[Point-per-instance localization data]
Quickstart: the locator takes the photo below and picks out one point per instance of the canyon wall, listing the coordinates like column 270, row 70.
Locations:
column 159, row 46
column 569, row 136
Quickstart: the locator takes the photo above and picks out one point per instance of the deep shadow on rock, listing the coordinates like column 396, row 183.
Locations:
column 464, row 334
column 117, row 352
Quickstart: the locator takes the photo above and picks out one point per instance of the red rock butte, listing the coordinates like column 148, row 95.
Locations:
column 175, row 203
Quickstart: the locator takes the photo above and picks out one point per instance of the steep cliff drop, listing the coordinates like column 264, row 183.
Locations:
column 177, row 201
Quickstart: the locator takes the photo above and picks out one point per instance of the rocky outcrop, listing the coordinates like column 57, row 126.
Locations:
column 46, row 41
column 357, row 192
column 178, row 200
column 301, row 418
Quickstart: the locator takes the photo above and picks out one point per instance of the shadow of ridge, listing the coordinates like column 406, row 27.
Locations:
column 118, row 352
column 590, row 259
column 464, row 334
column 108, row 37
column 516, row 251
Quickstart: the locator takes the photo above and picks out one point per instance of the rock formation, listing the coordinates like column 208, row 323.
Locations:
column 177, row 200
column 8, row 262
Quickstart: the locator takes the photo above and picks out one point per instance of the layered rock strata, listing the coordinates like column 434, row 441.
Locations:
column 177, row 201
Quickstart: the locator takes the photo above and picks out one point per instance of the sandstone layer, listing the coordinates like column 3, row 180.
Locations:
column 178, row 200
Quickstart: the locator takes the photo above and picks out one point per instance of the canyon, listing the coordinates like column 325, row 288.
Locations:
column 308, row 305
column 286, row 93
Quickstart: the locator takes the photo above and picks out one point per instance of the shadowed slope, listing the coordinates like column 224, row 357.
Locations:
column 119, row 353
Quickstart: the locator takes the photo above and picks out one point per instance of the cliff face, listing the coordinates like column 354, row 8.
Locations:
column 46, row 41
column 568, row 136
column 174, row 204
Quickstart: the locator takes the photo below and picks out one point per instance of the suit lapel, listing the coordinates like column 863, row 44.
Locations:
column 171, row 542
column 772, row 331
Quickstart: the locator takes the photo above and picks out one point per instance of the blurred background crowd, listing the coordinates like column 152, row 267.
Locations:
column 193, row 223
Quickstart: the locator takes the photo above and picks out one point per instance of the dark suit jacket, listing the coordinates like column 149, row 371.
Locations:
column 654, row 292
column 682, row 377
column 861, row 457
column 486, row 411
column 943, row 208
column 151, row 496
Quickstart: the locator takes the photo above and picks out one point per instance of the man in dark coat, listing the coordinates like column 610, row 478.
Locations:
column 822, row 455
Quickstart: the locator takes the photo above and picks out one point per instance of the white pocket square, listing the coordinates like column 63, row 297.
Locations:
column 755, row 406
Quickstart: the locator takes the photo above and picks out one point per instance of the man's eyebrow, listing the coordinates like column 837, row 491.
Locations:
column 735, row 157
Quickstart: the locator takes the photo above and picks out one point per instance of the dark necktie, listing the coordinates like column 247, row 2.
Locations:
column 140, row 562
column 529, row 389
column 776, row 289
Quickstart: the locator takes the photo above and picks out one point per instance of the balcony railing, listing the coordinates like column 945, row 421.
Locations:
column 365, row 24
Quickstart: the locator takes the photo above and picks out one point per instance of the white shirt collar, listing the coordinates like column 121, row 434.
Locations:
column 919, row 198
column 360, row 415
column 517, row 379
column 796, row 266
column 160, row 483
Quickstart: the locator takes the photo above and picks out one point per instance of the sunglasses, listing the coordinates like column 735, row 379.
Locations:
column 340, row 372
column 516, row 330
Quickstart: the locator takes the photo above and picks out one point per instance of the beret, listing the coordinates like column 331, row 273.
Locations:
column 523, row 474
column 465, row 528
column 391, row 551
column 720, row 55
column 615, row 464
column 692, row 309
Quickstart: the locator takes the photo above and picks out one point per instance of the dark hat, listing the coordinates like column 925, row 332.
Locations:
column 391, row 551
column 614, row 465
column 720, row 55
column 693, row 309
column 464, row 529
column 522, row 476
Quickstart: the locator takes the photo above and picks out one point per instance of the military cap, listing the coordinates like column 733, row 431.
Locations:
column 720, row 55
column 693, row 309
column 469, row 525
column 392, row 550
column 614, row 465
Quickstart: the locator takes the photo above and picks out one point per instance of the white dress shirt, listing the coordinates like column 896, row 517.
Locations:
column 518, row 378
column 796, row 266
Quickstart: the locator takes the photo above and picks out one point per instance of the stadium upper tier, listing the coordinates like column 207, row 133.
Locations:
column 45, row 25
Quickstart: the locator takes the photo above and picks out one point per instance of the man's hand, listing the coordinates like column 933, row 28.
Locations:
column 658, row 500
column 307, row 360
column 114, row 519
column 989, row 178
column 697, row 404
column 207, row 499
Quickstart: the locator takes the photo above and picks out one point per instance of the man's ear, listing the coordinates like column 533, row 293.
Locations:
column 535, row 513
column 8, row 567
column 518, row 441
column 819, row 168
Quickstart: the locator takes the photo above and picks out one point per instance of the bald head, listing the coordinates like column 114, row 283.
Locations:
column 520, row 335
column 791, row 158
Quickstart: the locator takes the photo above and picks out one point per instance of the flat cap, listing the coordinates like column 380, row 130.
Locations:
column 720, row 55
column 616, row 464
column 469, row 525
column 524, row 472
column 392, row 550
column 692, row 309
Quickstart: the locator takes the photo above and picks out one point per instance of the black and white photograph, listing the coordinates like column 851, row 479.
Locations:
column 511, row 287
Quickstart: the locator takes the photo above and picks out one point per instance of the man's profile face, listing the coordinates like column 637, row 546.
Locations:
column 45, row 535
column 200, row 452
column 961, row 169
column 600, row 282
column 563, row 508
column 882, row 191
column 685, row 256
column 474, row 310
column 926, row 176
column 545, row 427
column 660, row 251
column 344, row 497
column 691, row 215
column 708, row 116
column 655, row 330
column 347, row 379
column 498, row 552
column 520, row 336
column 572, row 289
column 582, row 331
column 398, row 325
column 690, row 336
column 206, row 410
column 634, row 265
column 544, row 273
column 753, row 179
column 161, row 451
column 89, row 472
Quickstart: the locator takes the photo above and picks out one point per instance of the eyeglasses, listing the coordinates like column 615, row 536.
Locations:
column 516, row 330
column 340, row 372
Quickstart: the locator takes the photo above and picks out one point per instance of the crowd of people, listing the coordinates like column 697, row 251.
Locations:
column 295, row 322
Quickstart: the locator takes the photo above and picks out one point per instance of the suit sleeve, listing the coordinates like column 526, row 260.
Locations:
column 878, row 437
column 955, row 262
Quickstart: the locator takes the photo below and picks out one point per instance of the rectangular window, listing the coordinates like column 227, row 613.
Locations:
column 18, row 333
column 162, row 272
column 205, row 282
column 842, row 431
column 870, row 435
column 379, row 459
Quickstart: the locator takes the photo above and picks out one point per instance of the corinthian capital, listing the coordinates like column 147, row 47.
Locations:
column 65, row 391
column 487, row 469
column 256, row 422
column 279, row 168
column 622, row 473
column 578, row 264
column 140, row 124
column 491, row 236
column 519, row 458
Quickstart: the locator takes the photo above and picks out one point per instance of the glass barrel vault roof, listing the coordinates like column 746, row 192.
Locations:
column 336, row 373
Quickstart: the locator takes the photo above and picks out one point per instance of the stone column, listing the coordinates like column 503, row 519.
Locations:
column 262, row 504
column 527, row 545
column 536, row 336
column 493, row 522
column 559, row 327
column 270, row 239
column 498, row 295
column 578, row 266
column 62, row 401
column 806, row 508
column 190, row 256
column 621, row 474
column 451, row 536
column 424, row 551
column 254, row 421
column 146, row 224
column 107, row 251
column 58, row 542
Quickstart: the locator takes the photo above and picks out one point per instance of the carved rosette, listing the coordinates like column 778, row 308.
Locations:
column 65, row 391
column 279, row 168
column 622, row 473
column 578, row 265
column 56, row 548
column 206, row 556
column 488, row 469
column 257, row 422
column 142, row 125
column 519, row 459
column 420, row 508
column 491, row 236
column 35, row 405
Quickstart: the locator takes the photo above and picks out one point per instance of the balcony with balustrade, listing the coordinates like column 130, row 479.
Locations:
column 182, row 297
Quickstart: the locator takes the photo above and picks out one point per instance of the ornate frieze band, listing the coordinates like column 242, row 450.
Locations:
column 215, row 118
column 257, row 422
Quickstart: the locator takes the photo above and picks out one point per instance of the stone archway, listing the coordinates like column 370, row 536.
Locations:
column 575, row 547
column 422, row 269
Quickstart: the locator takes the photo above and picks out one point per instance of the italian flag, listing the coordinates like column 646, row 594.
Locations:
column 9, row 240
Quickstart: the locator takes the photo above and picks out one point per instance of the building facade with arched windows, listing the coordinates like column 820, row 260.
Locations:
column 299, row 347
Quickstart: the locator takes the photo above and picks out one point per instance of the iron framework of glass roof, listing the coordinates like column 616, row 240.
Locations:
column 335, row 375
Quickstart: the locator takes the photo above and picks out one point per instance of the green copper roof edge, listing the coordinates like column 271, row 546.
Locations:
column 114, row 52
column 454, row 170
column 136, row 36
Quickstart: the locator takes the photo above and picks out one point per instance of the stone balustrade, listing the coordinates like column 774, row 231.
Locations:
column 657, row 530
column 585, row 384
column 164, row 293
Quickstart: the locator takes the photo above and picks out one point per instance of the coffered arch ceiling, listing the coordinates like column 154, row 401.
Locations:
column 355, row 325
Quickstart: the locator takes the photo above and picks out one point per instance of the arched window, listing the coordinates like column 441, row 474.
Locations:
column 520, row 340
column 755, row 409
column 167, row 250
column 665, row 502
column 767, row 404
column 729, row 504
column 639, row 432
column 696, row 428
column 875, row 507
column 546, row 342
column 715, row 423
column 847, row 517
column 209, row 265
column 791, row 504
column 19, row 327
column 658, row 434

Task instructions
In the data above, tally the lines that contain the string "cliff" and give that figure alone.

Solution for this exercise
2